* **Extracto del documento**
+---+

Pocos creerían que presenciaríamos un sainete de acróbatas y partiquinos, capaces de sabotear, de manera tan escabrosa, el curso de los saberes y el empinado trono de la honra. Entre entender y sentir, la diferencia es abismal: quien solo siente padece mucho menos y por menos tiempo. Aborrecedora del entendimiento, la mayoría social ha preferido sentir, dado que es la salida más confortable para evadir el sufrimiento.
Arrastrando deficiencias intelectuales y materiales, salimos de un siglo empantanado entre la amenaza y la confrontación. Sin embargo, separado del hermético balcón ideológico y el desván de las utopías, cavilaba en muchas cabezas un sueño saludable de nación. Con equivocaciones palmarias, abrazábamos un proyecto que, quimérico o alcanzable, desbordaba de intenciones el porvenir. Conscientes, mirábamos el mundo con delimitaciones históricas, sentido ético y pupilas excesivamente esperanzadoras.

+---+

* **Problema planteado**
Cita del extracto del documento el fragmento que va desde "Pocos creerían que" hasta "evadir el sufrimiento.", este último incluido. El material que sigue no interviene en modo alguno en este ejercicio.

* **Datos de origen**

+---+

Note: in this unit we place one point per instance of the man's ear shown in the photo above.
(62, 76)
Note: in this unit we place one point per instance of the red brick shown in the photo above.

+---+

* **Resultado del ejercicio**
Pocos creerían que presenciaríamos un sainete de acróbatas y partiquinos, capaces de sabotear, de manera tan escabrosa, el curso de los saberes y el empinado trono de la honra. Entre entender y sentir, la diferencia es abismal: quien solo siente padece mucho menos y por menos tiempo. Aborrecedora del entendimiento, la mayoría social ha preferido sentir, dado que es la salida más confortable para evadir el sufrimiento.